EXERCISE INSTRUCTIONS
After locating "Target: person in black jacket" in the listing below, copy that line and each one after it exactly, ending with the line that has "Target: chair back".

(MATERIAL SUPPLIED Opens)

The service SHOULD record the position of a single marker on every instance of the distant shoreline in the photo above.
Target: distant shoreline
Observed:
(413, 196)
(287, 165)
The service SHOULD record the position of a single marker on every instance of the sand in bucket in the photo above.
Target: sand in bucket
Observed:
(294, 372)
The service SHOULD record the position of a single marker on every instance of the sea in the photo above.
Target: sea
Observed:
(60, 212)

(MATERIAL SUPPLIED Closes)
(MATERIAL SUPPLIED Opens)

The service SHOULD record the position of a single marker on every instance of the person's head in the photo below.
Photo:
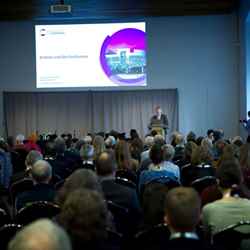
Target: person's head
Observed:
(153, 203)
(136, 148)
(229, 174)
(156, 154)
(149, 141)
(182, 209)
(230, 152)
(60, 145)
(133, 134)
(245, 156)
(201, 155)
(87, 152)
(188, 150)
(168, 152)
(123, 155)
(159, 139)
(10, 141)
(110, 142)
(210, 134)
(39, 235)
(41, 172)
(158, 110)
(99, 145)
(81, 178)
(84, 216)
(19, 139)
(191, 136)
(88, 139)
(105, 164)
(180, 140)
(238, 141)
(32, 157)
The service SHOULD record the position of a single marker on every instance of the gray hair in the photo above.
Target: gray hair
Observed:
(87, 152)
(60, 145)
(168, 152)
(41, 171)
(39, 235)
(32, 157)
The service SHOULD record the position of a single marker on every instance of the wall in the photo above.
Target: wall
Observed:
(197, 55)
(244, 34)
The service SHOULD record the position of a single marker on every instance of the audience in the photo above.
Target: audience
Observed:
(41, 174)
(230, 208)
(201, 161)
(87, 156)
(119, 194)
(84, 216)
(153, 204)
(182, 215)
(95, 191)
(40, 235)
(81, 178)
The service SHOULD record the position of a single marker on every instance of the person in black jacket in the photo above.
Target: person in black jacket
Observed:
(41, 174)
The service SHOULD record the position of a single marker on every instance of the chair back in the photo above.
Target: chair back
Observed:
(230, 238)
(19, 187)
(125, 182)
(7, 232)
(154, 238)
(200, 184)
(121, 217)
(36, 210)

(MATERIAL SUPPLIED Closes)

RESULT
Target: person in black jacket
Observed:
(41, 174)
The service SHOULD record the position of a single marker on every instance of the chair back in the photo above.
Target: chair back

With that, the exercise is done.